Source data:
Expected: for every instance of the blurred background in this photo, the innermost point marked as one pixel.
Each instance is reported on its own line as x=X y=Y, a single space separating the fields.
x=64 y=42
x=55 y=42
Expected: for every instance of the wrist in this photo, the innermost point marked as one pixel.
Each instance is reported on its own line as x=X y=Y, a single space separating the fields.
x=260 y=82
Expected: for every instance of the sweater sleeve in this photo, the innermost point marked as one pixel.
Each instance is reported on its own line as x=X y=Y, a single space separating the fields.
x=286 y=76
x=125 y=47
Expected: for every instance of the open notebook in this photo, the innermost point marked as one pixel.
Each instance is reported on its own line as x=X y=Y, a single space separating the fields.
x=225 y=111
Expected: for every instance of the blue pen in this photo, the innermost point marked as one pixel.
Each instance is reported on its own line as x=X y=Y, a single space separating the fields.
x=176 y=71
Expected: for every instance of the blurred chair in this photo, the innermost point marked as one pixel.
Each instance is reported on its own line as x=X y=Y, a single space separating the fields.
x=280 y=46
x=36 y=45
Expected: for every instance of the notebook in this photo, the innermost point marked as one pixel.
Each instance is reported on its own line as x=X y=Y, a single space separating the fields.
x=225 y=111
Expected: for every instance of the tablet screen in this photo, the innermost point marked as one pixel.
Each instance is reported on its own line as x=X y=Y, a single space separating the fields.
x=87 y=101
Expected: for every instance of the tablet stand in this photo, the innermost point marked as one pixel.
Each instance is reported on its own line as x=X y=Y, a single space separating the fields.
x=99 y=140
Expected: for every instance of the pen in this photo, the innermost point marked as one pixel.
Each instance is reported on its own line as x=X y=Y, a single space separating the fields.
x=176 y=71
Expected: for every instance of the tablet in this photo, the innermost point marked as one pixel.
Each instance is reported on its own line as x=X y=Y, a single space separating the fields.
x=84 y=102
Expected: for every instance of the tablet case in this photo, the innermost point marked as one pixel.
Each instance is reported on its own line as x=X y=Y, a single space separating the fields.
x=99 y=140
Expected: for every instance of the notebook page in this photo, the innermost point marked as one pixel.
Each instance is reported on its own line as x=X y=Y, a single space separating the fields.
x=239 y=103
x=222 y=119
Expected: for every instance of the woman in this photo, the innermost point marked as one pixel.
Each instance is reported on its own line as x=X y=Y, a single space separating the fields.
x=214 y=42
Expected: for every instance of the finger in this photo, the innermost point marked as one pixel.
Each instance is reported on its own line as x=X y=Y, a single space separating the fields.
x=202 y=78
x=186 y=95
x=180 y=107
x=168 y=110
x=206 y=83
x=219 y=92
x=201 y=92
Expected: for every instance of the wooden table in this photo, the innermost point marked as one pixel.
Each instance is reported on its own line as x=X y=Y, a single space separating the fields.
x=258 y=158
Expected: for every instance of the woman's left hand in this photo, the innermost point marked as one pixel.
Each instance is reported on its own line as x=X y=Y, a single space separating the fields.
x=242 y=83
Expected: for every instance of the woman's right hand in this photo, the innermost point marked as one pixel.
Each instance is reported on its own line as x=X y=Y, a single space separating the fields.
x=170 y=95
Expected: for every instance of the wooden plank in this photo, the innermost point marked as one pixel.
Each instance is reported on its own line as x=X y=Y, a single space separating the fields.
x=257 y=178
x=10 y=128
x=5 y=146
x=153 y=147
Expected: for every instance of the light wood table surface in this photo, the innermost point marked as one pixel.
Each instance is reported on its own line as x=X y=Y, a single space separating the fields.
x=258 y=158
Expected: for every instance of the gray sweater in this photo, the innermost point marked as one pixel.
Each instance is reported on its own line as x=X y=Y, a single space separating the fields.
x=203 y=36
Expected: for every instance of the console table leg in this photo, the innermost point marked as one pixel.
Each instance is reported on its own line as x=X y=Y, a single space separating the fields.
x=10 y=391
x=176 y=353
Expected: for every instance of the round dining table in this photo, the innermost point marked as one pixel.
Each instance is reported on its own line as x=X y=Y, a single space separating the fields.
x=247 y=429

WHAT THE EXERCISE ASKS: Copy each line of the data above that holds "sweater".

YOUR RESPONSE:
Expected: for every instance of the sweater sleeve in this photo, the innermost point marked as one pixel.
Expected: for every instance of the gray sweater in this photo, the innermost point marked as one pixel.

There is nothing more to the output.